For the material below, return exactly the lines starting at the line containing "Target: fur collar" and ending at the line containing "Task: tag the wide-brim", both ends included, and no others.

▶ **Data for this task**:
━━━━━━━━

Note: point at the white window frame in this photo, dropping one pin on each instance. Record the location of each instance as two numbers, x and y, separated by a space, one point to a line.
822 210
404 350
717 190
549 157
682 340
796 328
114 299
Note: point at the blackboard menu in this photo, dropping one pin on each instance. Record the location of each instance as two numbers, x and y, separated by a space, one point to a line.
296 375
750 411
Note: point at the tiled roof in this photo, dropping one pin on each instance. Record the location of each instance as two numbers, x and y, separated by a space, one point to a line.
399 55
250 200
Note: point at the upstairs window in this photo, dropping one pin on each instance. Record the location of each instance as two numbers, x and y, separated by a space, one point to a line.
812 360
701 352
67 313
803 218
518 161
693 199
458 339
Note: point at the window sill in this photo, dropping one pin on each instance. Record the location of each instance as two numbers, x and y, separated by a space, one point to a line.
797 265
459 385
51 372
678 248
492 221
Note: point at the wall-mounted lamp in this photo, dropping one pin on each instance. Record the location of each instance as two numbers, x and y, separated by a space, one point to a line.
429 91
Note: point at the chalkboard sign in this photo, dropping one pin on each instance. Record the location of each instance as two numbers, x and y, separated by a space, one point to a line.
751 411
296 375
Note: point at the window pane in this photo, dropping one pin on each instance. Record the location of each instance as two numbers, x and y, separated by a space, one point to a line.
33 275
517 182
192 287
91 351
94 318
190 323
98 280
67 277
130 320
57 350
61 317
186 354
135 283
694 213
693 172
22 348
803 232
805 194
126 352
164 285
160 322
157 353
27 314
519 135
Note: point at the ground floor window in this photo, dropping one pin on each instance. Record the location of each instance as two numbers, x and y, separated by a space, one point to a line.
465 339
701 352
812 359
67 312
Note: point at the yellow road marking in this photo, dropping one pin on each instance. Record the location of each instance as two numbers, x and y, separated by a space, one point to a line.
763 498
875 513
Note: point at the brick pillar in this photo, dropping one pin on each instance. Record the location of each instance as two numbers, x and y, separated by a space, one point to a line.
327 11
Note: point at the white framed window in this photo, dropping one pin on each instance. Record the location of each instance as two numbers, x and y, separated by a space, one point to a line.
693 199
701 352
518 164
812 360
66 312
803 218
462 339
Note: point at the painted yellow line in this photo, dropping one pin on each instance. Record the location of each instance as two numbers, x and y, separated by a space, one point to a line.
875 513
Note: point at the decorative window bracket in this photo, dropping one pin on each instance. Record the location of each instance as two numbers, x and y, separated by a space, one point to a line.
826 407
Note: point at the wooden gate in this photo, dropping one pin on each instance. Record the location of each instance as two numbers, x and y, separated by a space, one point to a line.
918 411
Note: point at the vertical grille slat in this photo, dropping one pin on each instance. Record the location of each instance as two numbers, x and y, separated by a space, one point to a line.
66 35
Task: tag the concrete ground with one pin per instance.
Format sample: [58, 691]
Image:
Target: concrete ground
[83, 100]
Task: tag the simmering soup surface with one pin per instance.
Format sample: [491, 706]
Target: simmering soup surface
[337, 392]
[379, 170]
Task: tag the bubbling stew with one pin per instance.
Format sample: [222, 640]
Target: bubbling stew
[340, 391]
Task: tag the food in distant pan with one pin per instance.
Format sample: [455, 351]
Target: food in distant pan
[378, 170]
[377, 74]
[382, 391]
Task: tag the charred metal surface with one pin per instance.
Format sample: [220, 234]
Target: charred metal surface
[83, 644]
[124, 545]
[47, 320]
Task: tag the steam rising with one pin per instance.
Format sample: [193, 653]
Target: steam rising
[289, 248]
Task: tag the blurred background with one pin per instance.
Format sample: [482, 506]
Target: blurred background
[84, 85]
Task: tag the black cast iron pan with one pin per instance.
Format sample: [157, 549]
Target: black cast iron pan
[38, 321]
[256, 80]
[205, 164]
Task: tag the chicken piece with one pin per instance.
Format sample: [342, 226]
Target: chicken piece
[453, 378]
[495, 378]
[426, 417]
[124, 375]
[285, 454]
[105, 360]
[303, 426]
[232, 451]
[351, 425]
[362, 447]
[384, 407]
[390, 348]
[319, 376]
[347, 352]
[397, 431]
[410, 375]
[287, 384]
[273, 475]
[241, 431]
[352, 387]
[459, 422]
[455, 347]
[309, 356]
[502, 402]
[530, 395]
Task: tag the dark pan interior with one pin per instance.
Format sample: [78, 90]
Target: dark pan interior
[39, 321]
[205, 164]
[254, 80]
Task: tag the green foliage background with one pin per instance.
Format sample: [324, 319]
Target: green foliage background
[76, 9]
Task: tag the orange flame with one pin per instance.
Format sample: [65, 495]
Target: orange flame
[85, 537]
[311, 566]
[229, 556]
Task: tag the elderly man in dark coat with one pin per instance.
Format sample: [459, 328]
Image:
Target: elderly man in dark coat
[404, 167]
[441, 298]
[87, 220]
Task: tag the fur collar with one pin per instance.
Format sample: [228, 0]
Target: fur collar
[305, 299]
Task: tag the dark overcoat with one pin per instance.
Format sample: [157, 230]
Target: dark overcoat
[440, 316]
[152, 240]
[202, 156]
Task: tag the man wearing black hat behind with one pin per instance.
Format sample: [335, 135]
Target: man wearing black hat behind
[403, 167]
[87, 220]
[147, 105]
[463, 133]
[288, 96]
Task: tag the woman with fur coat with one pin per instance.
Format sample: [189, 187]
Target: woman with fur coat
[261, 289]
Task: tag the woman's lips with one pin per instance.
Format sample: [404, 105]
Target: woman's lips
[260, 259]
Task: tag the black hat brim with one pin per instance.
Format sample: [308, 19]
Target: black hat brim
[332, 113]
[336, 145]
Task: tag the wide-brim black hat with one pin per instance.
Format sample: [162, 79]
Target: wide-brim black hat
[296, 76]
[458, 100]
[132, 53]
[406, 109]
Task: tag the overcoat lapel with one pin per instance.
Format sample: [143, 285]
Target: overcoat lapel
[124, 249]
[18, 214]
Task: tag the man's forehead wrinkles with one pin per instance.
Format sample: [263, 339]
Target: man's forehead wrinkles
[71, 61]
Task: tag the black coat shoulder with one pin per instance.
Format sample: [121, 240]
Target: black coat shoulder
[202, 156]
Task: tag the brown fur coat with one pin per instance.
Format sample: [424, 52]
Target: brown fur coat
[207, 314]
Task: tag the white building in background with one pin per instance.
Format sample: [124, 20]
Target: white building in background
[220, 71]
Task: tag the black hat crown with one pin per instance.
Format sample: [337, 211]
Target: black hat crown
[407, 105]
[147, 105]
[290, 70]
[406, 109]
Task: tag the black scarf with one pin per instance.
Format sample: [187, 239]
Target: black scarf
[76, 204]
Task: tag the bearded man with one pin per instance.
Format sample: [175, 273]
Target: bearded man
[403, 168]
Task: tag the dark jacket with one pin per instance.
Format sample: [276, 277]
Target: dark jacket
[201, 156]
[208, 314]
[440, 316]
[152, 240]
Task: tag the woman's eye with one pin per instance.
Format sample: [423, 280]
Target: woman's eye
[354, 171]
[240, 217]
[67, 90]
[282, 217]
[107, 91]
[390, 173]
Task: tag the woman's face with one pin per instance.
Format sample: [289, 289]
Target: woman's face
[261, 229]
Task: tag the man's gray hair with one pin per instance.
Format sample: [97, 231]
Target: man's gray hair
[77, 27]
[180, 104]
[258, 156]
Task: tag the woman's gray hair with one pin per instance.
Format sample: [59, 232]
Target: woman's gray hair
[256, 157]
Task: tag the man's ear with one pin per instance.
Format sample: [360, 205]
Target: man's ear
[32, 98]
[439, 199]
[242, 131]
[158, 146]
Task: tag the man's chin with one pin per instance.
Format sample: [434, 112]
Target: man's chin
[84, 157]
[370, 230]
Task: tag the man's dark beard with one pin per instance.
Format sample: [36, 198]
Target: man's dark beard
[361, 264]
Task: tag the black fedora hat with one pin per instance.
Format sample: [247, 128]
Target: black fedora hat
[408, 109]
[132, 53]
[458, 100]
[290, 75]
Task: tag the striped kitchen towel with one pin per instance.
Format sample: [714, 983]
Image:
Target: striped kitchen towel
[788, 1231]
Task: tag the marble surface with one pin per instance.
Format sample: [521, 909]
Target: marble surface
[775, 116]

━━━━━━━━

▶ **Task solution**:
Target: fur collar
[305, 299]
Task: tag the dark overcoat with one pin per instance.
Format sample: [157, 230]
Target: dark overcoat
[440, 316]
[152, 240]
[202, 156]
Task: tag the man wearing black hat behind with one pin per instance.
Format sample: [335, 135]
Target: man wearing black hat behind
[403, 167]
[87, 220]
[147, 105]
[463, 133]
[288, 96]
Task: tag the woman with fur coat with one pin per instance.
Format sample: [189, 187]
Target: woman with fur coat
[261, 289]
Task: tag the woman's lips with one pin per instance.
Format sample: [404, 105]
Target: woman's lips
[260, 259]
Task: tag the black hat brim with one pin per instance.
Format sample: [308, 19]
Target: black hat brim
[332, 113]
[336, 145]
Task: tag the wide-brim black hat with one pin per instance.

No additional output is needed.